LIST OF TASKS:
1. From the blog post about taking down Christmas lights, list the activities the writer says it was always too dark to do in the evening.
2. According to the blog post about taking down Christmas lights, what killed the young girl in Dead Like Me?
3. Continue the blog post about taking down Christmas lights from its last sentence.

PAGE EXTRACT:
::::::

Rome Burns, I Fiddle

One of my favorite TV programs, Dead Like Me, featured a young girl who was killed by hitting with a toilet seat from the Mir spacecraft as it returned to earth. Except, instead of dying, she was drafted into the ranks of the undead and became a (grim) reaper, someone whose job it is to pull the souls from the bodies of those about to die.

Worse, this reaping job didn't pay, so she was forced to survive just like the rest of us and had to get a job and home. The job she took was the one she'd had for one day, working at a temp agency (though now, of course, with a new name to go along with her disguised appearance -- the undead appear different to the living so they don't freak out). The point of all this is that her boss had cameras all over her home that fed her website, Getting Things Done with Dolores.

People would watch Dolores do things, get things done, everything from jigsaw puzzles to laundry, and Dolores was always on the move and took suggestions from her viewers.

Today, incredibly, I got something done. Before the calendar turned to February, I took down the outdoor Christmas lights, a much easier task than I anticipated. It's always that way, and I should make a note to remember that next year.

What had been preventing me from doing it earlier is that I'm blessed with myopia and was able to forget about it except for a brief time each evening when I turned on the lights. Then I'd remember, but it was always too dark to go hauling ladders around, much less climbing them and stretching to reach all the anchors I used to hold the lights up.

Even better, late as I am, I'm not the last person on my block to take down my lights.

The reason I thought of it this morning is because I'm getting ready to make what's possibly a VERY BIG MISTAKE.

You see, this new computer game is coming out and my current system, naturally, can't handle it. While I made a great effort a few years to clean up my computer room (yes, a woman was involved), I still have a great number of computer parts and skeletons piled up, and I'm getting ready to see if I can upgrade.

::::::

RECORD EXTRACTS:
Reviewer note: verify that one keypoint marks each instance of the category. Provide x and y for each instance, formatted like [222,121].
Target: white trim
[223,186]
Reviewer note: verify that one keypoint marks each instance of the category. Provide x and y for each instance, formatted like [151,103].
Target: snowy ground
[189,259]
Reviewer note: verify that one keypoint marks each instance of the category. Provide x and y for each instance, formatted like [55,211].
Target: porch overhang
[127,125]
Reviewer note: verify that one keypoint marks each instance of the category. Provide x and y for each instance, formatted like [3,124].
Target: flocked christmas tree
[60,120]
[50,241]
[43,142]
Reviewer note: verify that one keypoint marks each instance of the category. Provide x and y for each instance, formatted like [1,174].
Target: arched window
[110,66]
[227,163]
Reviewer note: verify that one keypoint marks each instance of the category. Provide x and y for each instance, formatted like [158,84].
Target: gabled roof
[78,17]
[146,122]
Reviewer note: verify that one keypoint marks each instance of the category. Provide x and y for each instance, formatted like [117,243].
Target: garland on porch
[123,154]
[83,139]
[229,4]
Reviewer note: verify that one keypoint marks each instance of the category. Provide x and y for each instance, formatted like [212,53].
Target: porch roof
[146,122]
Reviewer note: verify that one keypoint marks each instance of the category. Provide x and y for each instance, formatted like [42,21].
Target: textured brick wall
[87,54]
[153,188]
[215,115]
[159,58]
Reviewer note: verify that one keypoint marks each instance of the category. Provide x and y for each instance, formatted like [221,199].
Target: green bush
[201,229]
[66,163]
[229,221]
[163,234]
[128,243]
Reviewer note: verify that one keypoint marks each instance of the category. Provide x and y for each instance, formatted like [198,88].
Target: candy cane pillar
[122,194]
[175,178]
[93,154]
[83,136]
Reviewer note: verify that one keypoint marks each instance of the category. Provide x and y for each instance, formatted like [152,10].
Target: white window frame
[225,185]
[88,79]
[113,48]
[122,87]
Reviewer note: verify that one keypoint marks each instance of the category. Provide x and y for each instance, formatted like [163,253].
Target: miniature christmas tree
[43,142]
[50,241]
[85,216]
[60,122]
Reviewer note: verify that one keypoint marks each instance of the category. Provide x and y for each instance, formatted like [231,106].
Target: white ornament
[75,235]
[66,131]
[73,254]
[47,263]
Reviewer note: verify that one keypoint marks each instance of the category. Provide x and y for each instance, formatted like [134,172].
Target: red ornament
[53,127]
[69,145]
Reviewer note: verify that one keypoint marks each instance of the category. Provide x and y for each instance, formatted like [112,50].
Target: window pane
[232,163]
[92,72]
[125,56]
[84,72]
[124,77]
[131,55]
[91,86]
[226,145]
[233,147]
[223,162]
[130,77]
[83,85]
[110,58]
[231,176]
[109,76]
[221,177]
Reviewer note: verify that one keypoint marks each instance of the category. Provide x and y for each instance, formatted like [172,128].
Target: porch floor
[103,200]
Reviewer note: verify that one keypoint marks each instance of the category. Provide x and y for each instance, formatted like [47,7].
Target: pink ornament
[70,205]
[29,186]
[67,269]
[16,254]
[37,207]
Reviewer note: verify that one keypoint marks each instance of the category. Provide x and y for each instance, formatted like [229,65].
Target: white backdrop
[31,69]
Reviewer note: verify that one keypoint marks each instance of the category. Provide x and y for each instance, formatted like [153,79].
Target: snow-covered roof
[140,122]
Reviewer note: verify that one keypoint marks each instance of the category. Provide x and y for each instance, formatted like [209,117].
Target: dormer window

::::::

ANSWER LIST:
1.
- Hauling ladders around
- Climbing the ladders
- Stretching to reach all the anchors used to hold the lights up

2. A toilet seat from the Mir spacecraft hit her as it returned to earth.

3.
A couple years back I panicked and bought a brand new computer from CompUSA, something I hadn't done in about fifteen years. I don't recall inspired that, but I think it was the inability of my W98 machine to generate any sound. I now have two running boxes, the old W98 machine for writing and porn, and another box that can run either WXP or linux (SuSE). I use the SuSE part of my setup the most, since that's the only one I trust on the Internet, and the WXP portion is mostly for gaming.

Anyway, I've found a motherboard that's much better than the one I got with this cheap system, and I intend to install it. I've done that dozens of times over the years (nothing like games to require upgrades), but I've never done it with a linux machine. I fully expect both the WXP and linux halfs to freak out when they discover all the new hardware.

What concerns me is that I don't know if I can get the linux part to run again, even if I can get the CPU successfully moved to the new board. That concerns me because I remember it being a trouble before, mostly because of the cooling. My greater fear is that not only will the new system fail to work, but that I won't be able to undo the changes.

I can see it now: install new board and try to locate all the necessary software and drivers to get it to work. I fully expect WXP to work, but not SuSE, which results in my putting the old board back in. Then, even after SuSE rediscovers all the old hardware, parts of the old and parts of the new are both installed, and it still won't work.

I'm not sure what all's involved with a linux upgrade, so if I'm offline for a while, you'll know why.

PS - It's now just after noon, too late (?) to work on it today. Maybe tomorrow...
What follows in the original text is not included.